TESTO DEL DOCUMENTO:
▬▬▬▬▬▬
Poetica, sebbene di poca sostanza, la versione riferita da Servius nel suo commento alla
sesta egloga di Virgilius (Carmina Bucolica [VI:
42]), dove si dice che Promētheús abbia
raggiunto il sole e abbia acceso la sua fiaccola sulla ruota solare.
Meno conservata, ma più insistente, e convincente, una versione alternativa, nella quale Promētheús
si sarebbe invece recato a Lḗmnos, l'isola dove Hḗphaistos
aveva la sua fucina, e proprio lì abbia rubato il fuoco. Lo apprendiamo di
sfuggita in
Aiskhýlos, dalle
parole che Krátos, uno dei due esecutori della
condanna ordinata da
Zeús, rivolge
ad Hḗphaistos per esortarlo a incatenare il
titán alla roccia.
Hḗphaiste, soì dè khrḕ mélein epistolàs
hás soi patḕr epheîto, tónde pròs pétrais
hypsēlokrḗmnois tòn leōrgòn okhmásai
adamantínōn desmn en arrhḗktois pédais.
tò sòn gàr ánthos, pantékhnou pyròs sélas,
thnētoîsi klépsas ṓpasen. |
Krátos: «[...] Ora, è tua cura ciò che il padre
impone,
Hḗphaistos: ora avvincerai
il colpevole
a queste rocce ardue sull'abisso
con catene più dure del diamante.
La luce artefice di tutto, il fuoco,
il fiore tuo, egli lo ha rubato
e ne ha fatto partecipi i mortali.» |
Aiskhýlos:
Promētheús
desmṓtēs [3-8] |
E poiché Hḗphaistos è riluttante ad assumersi
il ruolo di carnefice, Krátos insiste:
Eîhen, tí mélleis kaì katoiktízēi mátēn?
▬▬▬▬▬▬
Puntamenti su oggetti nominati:
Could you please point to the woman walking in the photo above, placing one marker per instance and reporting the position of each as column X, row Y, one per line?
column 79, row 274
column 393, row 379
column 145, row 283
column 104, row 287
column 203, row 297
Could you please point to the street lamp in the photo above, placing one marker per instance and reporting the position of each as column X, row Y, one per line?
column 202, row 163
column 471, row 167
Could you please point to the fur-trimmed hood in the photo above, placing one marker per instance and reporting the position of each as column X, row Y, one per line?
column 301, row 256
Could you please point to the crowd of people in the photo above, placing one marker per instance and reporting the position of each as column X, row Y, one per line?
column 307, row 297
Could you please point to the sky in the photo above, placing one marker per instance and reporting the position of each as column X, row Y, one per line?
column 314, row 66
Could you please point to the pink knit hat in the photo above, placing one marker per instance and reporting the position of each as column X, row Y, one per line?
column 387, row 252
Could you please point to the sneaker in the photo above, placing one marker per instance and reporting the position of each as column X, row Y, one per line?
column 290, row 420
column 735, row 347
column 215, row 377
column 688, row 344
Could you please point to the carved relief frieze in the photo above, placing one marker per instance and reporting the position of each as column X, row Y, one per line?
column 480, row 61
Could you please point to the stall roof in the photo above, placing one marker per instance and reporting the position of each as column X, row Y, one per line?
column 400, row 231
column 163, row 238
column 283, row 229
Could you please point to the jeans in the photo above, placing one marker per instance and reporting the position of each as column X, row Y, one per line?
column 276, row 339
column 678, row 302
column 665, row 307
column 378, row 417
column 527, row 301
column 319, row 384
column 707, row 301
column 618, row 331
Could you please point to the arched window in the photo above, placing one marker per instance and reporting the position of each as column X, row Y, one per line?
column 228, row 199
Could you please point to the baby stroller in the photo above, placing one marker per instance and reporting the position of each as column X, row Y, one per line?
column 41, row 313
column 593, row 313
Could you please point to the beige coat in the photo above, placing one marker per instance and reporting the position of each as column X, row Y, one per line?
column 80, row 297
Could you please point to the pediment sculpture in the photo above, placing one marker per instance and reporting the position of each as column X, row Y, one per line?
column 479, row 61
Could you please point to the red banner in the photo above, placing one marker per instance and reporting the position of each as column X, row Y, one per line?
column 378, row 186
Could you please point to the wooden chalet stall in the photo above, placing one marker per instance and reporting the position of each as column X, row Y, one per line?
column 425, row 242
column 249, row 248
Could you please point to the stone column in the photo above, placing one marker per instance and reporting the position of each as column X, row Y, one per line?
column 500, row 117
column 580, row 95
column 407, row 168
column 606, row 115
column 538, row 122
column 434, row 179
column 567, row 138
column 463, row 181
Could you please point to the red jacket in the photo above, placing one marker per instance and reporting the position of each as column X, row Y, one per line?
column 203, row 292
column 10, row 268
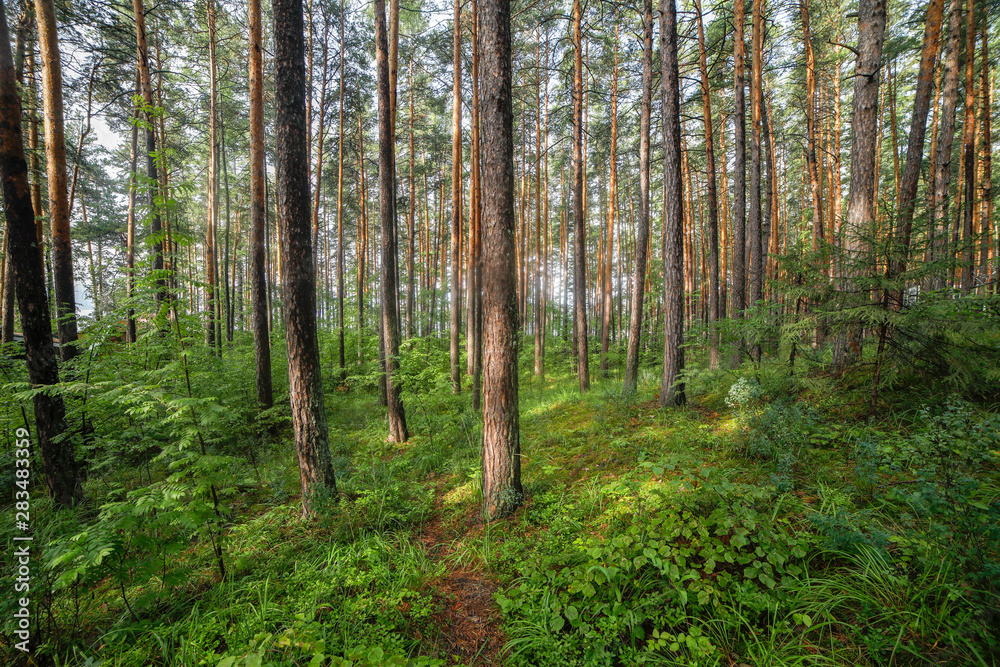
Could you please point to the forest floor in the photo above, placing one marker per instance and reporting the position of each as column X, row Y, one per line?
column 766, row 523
▬▬▬▬▬▬
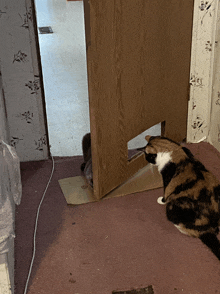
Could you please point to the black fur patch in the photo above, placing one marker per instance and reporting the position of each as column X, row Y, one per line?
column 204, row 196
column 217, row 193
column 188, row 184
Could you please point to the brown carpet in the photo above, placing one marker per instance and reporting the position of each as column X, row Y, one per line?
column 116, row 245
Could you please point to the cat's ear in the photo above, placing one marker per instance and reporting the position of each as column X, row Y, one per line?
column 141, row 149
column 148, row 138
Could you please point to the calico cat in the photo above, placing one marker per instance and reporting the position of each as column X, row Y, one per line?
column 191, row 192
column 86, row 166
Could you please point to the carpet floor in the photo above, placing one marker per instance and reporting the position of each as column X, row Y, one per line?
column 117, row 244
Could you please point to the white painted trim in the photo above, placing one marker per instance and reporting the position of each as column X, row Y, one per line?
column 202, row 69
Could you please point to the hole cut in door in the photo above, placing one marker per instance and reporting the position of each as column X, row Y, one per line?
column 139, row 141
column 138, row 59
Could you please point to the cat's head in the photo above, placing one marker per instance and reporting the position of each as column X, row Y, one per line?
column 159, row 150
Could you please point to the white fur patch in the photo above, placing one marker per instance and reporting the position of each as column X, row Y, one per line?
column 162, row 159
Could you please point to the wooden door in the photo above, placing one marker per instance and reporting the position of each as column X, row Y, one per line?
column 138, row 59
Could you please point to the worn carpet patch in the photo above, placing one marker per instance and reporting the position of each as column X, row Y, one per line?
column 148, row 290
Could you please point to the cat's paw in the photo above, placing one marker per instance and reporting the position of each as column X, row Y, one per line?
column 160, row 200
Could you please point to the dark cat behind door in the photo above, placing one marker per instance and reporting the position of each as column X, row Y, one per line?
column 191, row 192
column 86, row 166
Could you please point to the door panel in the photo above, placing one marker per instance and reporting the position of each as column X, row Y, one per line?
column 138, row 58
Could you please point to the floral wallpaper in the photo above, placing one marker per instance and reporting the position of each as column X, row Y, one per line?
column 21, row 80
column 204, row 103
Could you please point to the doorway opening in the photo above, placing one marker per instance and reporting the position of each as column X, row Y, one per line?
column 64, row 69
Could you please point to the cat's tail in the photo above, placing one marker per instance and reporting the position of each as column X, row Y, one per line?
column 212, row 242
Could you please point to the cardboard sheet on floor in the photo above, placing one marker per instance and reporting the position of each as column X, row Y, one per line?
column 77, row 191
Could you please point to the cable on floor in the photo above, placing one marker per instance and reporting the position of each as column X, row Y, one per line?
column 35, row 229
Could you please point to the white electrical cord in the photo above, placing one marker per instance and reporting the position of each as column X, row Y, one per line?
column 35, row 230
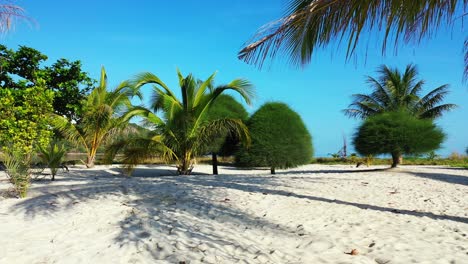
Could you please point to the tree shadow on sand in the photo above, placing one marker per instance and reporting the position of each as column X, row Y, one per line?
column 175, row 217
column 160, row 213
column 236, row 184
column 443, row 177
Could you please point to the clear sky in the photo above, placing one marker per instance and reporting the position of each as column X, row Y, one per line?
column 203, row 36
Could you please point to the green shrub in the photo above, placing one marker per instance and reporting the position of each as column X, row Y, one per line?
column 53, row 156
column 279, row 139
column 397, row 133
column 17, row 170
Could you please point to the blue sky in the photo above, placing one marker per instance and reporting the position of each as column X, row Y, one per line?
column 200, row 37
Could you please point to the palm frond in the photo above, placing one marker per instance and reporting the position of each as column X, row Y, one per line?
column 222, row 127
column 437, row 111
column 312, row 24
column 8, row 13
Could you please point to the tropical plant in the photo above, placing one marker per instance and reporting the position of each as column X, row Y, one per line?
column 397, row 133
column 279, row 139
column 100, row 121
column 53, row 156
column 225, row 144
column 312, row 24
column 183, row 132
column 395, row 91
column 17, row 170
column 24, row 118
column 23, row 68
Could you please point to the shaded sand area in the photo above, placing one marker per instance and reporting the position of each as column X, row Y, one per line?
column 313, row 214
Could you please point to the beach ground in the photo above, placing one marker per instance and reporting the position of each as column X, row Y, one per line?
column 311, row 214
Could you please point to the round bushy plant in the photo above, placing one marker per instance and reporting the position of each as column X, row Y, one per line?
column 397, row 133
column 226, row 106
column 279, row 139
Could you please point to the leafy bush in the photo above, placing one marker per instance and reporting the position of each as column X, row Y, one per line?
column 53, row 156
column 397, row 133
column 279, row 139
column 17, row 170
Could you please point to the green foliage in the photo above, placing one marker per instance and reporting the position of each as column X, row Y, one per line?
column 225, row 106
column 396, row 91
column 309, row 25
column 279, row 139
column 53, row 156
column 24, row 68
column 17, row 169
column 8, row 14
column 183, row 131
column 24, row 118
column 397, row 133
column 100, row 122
▬▬▬▬▬▬
ISTRUZIONI:
**1)** Estrai dall'elenco le righe che vanno da quella contenente "Could you please point to the clear" fino a quella contenente "column 313, row 214", entrambe incluse, e riportale senza alcuna modifica.
**2)** Prosegui il testo sul furto del fuoco da parte di Promētheús, partendo subito dopo l'ultima frase riportata.

RISPOSTE PER COMPITO:
**1)**
Could you please point to the clear sky in the photo above, placing one marker per instance and reporting the position of each as column X, row Y, one per line?
column 203, row 36
Could you please point to the green shrub in the photo above, placing one marker per instance and reporting the position of each as column X, row Y, one per line?
column 53, row 156
column 279, row 139
column 397, row 133
column 17, row 170
Could you please point to the blue sky in the photo above, placing one marker per instance and reporting the position of each as column X, row Y, one per line?
column 200, row 37
Could you please point to the palm frond in the photo above, placing one marker per instance and reporting the position of each as column X, row Y, one per line?
column 222, row 127
column 437, row 111
column 312, row 24
column 8, row 13
Could you please point to the tropical plant in the photo above, placing one marker per instance and reporting the position of each as column X, row Y, one per line?
column 397, row 133
column 279, row 139
column 100, row 121
column 53, row 156
column 225, row 144
column 312, row 24
column 183, row 132
column 395, row 91
column 17, row 170
column 24, row 118
column 23, row 68
Could you please point to the shaded sand area in the photo above, placing one marker per instance and reporting the position of each as column X, row Y, one per line?
column 313, row 214

**2)**
tí tòn theoîs ékhthiston ou stygeîs theón,
hóstis tò sòn thnētoîsi proúdōken géras? |
Krátos: «Perché indugi? Hai pietà per nulla?
Non odi un dio che gli dèi maledicono,
che ai mortali donò il tuo privilegio?» |
Aiskhýlos:
Promētheús
desmṓtēs [36-38] |
Per due volte
Aiskhýlos precisa, in termini
molto chiari, che Promētheús rubò
il fuoco ad
Hḗphaistos, del quale costituiva il «fiore» [ánthos]
e il «privilegio» [géras]. Il motivo ritorna in
Loukianós Samosateús, dove
Hḗphaistos accusa
Promētheús: «Tu mi rubasti il fuoco e mi
lasciasti fredda la fucina» (Promētheús
ē Kaúkasos [5]). Allo stesso furto si riferisce probabilmente anche
Marcus Tullius Cicero quando parla del «furto Lemnio» [furtum Lemnium],
pur senza fornire altre precisazioni (Tuscolanae [XI: 10,
23]).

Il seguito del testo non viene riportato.